Rows from an annotation dataset
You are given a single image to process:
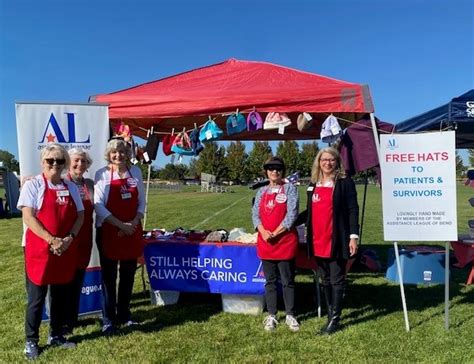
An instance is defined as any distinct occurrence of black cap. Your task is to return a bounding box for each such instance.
[263,157,285,170]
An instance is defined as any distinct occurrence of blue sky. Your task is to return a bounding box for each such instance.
[0,0,474,165]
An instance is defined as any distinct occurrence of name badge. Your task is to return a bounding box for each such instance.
[56,190,69,197]
[275,193,287,203]
[127,177,138,187]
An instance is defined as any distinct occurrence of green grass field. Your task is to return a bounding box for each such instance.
[0,185,474,363]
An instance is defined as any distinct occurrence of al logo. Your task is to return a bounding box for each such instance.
[38,112,91,143]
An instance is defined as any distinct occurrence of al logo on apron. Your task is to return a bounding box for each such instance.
[102,167,144,260]
[257,185,298,260]
[25,175,78,286]
[311,187,333,258]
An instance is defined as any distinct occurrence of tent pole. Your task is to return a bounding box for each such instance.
[143,127,153,230]
[393,241,410,332]
[370,112,380,163]
[359,171,368,248]
[444,242,449,330]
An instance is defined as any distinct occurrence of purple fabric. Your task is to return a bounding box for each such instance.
[340,119,394,180]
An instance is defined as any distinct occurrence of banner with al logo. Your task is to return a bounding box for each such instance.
[15,102,109,318]
[15,102,109,179]
[380,131,458,241]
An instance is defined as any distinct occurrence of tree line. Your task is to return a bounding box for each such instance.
[0,146,466,183]
[151,140,319,183]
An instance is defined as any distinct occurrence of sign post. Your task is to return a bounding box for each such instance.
[380,131,457,331]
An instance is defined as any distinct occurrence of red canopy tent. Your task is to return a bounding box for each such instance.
[89,59,374,140]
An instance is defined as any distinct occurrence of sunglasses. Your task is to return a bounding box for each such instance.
[44,158,66,166]
[267,166,283,172]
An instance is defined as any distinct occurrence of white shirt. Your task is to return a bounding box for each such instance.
[16,174,84,246]
[94,166,145,227]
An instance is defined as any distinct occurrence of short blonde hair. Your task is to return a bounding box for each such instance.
[311,147,346,183]
[104,139,132,162]
[68,148,92,168]
[40,143,71,170]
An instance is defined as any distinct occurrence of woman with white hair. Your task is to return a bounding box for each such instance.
[18,144,84,359]
[301,147,359,335]
[64,148,94,334]
[94,139,145,335]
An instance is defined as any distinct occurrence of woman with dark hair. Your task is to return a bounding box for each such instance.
[18,144,84,360]
[64,148,94,334]
[252,157,299,331]
[94,139,145,335]
[300,147,359,334]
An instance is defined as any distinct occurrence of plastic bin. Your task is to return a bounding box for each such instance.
[385,245,446,284]
[150,289,179,306]
[221,294,264,315]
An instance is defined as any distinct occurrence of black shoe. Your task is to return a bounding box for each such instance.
[48,335,76,349]
[23,341,39,360]
[102,324,115,336]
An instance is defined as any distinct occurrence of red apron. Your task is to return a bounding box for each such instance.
[69,176,94,269]
[102,168,144,260]
[257,186,298,260]
[311,187,333,258]
[25,175,77,286]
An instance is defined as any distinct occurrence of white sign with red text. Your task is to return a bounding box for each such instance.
[380,131,458,241]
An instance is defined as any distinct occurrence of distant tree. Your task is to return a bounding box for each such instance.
[277,140,300,177]
[159,163,188,181]
[467,148,474,167]
[0,149,20,173]
[456,151,467,178]
[247,142,272,179]
[300,142,319,177]
[135,163,153,181]
[197,142,227,180]
[225,141,248,183]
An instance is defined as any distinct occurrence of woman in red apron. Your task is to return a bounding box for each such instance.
[64,148,94,334]
[94,139,145,335]
[18,144,84,359]
[252,157,299,331]
[300,147,359,334]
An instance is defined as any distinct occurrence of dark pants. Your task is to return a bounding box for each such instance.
[25,276,70,342]
[316,257,347,286]
[66,269,86,330]
[96,228,137,325]
[316,257,347,324]
[262,259,295,315]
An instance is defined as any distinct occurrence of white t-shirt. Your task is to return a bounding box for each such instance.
[94,166,145,227]
[16,174,84,246]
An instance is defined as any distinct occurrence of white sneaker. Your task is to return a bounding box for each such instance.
[263,315,278,331]
[285,315,300,331]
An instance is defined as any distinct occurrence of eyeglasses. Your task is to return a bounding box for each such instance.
[44,158,66,166]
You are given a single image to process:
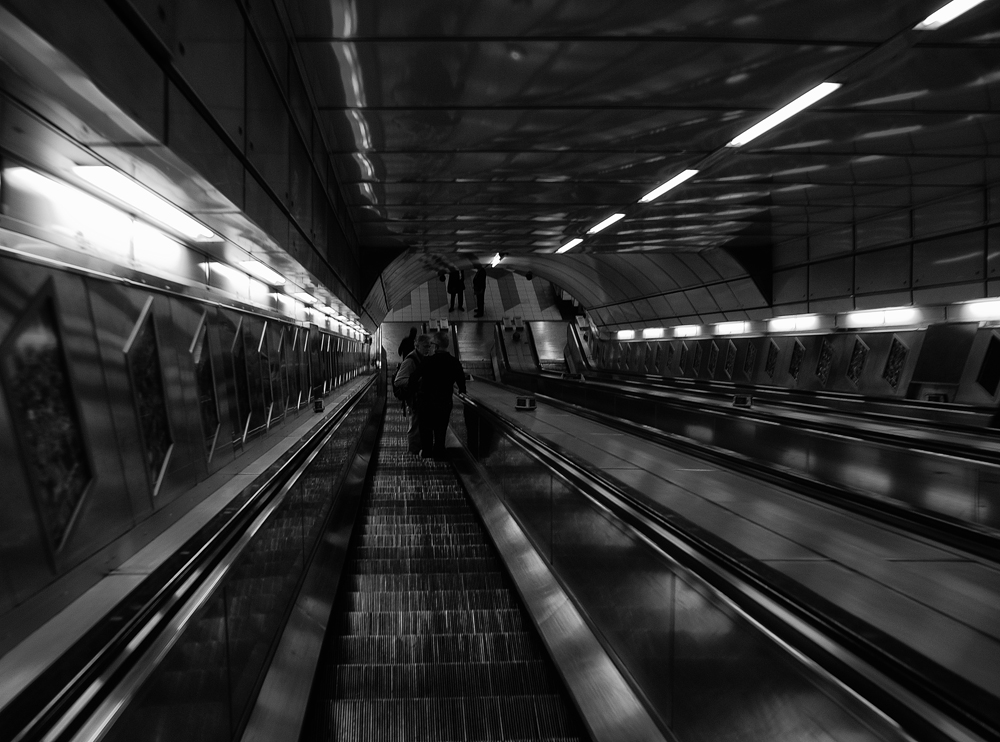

**WHAT THE EXERCISE ASKS:**
Output all of the rows above verbatim, leaving out the pictures.

**EXERCISE RESULT:**
You are given a single image to process:
An instance is defined as any distinct occurrence of black cap. Your task is to return a bounding box for each such instance.
[263,157,285,170]
An instance is defined as any distinct occurrence of blue sky. Your task is to return a bounding box for each such instance.
[0,0,474,165]
An instance is defined as any distinct occurrence of name badge. Your task is to return a bounding box for each such instance.
[56,190,69,197]
[275,193,287,203]
[127,177,138,187]
An instance is defined as any distinct occurrence of green grass field. Your task is to return a bounding box for each such instance.
[0,185,474,363]
An instance is defined as any distinct occurrence of al logo. Your task is to return a bounding box for each such instance.
[38,112,91,143]
An instance is defined as any distinct occurrence of al logo on apron. Your task is to return a bounding box for each such instance.
[102,167,144,260]
[257,185,298,260]
[25,175,78,286]
[311,187,333,258]
An instance is defined as any distinct occurrence of tent pole. Your task is to return a bounding box for each such instance.
[143,127,153,230]
[393,241,410,332]
[370,112,380,163]
[359,171,368,248]
[444,242,449,330]
An instance is defined as any distinct occurrence of purple fabric. Your task is to return a bounding box for each such instance.
[340,119,394,180]
An instance is defined as any distinct occurrence of banner with al logo. Your task is to return a bounding box for each such instance.
[15,102,109,318]
[15,102,109,179]
[380,131,458,241]
An instance is defined as any distinct occurrence of tree line. Your task is to return a bounding box for each such instance.
[0,146,466,183]
[151,140,319,183]
An instance is defined as any distinct occurrence of sign post. Your task is to return a bounding box for each such instance.
[380,131,457,331]
An instance is defined as any distinct occurrence of red canopy tent. Your task is to return a bounding box for each such instance.
[89,59,374,140]
An instance is defined as any distinct occurrence of sunglasses. Your task is to return a bounding box for each such instance.
[44,158,66,166]
[267,166,283,172]
An instance is defined as any distinct occurrence of white shirt. Your task is to return a bounding box for each such instance.
[16,174,84,246]
[94,166,145,227]
An instance is defined as any distinct occurrence of short blonde hair. Your task is to return a bounding box for each such instance.
[311,147,346,183]
[104,139,132,162]
[68,148,92,168]
[40,143,71,170]
An instance is defined as any distinct occurrence of woman with white hair. Your task is to return a bounding box for each such instance.
[18,144,84,359]
[301,147,359,335]
[64,148,94,334]
[94,139,145,335]
An instance is defined as any distinct occurrence of woman with dark hair. Your task is to return a bounding box for each such instance.
[18,144,84,360]
[64,148,94,334]
[252,157,299,331]
[94,139,145,335]
[300,147,359,334]
An instance is defined as any distinct occurrence of plastic bin. Your task is to return a bounding box for each such instance.
[385,245,446,284]
[150,289,179,306]
[221,294,264,315]
An instance is defined as any distinct occurrence of black shoe. Your task is to return a bounding box for each such instance.
[48,335,76,349]
[23,341,39,360]
[102,324,115,336]
An instance is defined as any distinct occurrence of red apron. Your task is to return a bounding box for each such instance.
[69,176,94,269]
[102,168,144,260]
[257,186,298,260]
[311,187,333,258]
[25,175,77,286]
An instance is defined as any distinct occurrence of white sign with red text. Your task is to return a bounding box for each such instance.
[380,131,458,241]
An instance is defined as any distinct occurrence of distant tree. Your task is to return a bounding box for each such instance.
[277,140,300,177]
[159,163,188,181]
[467,148,474,167]
[0,149,20,173]
[456,151,467,178]
[247,142,272,179]
[300,142,319,177]
[135,163,153,181]
[197,142,227,180]
[225,141,248,183]
An instance is defined as any distinct occurrence of woman in red apron. Your task is to return a bounding box for each such instance.
[64,148,94,334]
[94,139,145,335]
[18,144,84,359]
[252,157,299,331]
[300,147,359,334]
An instance is defined as any distinct occurrence of dark pants. Your task is to return a bounding box for each such instance.
[25,276,70,342]
[316,257,347,286]
[66,269,86,330]
[96,228,137,325]
[316,257,347,324]
[262,259,295,315]
An instance is defined as any distinct occurrence of white t-shirt. Your task is to return a bounding box for each such instance.
[94,166,145,227]
[16,174,84,246]
An instance is defined as any distinct occurrence of white sneaker. Your task is to return a bounding box for each such instance.
[263,315,278,331]
[285,315,300,331]
An instance is defined as any distinct occurrence of eyeglasses. Your task is to return a bounding box for each such instance.
[44,158,66,166]
You are given a single image to process:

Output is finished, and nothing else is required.